■ SOURCE EXTRACT ■

Because of the suboptimal observation geometry in LBL, their vertical positioning accuracy is relatively low. To address this limitation, LBL and PS measurements are typically fused within the same Kalman filter to enhance overall three-dimensional positioning accuracy. Under this configuration, the LBL measurement model can be expressed as follows:

$$\left[\begin{array}{c}{Z}_{LBL}\\ Z_{PS}\end{array}\right]=\left[\begin{array}{c}{H}_{LBL}^{INS}\\ H_{PS}^{INS}\end{array}\right]X_{INS}+\left[\begin{array}{c}{V}_{LBL}\\ V_{PS}\end{array}\right]$$

(5)

■ DATA SECTION ■
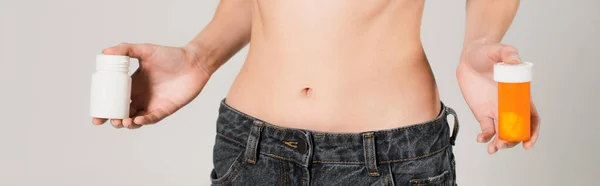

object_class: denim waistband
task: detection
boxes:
[217,99,458,173]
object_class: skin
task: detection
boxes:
[92,0,540,154]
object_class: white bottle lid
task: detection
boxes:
[96,54,130,73]
[494,62,533,83]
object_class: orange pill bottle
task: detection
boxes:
[494,62,533,142]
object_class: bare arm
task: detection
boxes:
[456,0,540,154]
[464,0,519,46]
[184,0,253,74]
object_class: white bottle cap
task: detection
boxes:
[494,62,533,83]
[96,54,129,73]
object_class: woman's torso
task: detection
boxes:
[226,0,441,132]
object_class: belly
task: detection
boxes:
[226,0,440,132]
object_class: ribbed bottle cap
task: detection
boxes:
[96,54,129,72]
[494,62,533,83]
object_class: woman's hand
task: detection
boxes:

■ TASK DESCRIPTION ■
Carry on the passage about fusing LBL and PS measurements in a Kalman filter, starting after equation (5).

■ REPLY ■
2.2. Attitude-Compensated and Acoustics-Calibrated Model-Aided Navigation

2.2.1. Derivation of the Model-Based Velocity

The AUV’s velocity comprises three primary components: the forward velocity $v_p$ generated by the propeller (termed Propulsion-Induced Velocity, PIV), the vertical velocity $v_g$ resulting from gravity/buoyancy effects (as depicted in Figure 2), and an unpredictable velocity caused by ocean currents (referred to as unobservable velocity $v_{uob}$). The PIV aligns with the forward axis of the body frame, while the vertical velocity acts along the zenith direction of the navigation frame. This work defines their vector sum as the observable velocity $v_{ob}$. The AUV’s total velocity $v$ is expressed through Equation (6):

$$v_{AUV}=v_{ob}+v_{uob}$$

(6)

To execute submerged maneuvers or accelerated ascents, AUVs typically maintain pitched attitudes (head-up or head-down). Under such conditions, PIV $v_p$ decomposes into a horizontal component $v_{ph}$ and vertical component $v_{pv}$. The resultant vertical velocity $v_v$ combines the buoyancy-induced vertical velocity $v_g$ with the propulsion vertical component $v_{pv}$, thereby expressing the AUV’s total velocity as follows:

$$\begin{array}{l}{v}_{ob}=v_p+v_g\\ =v_{ph}+v_{pv}+v_g\\ =v_{ph}+v_v\end{array}$$

(7)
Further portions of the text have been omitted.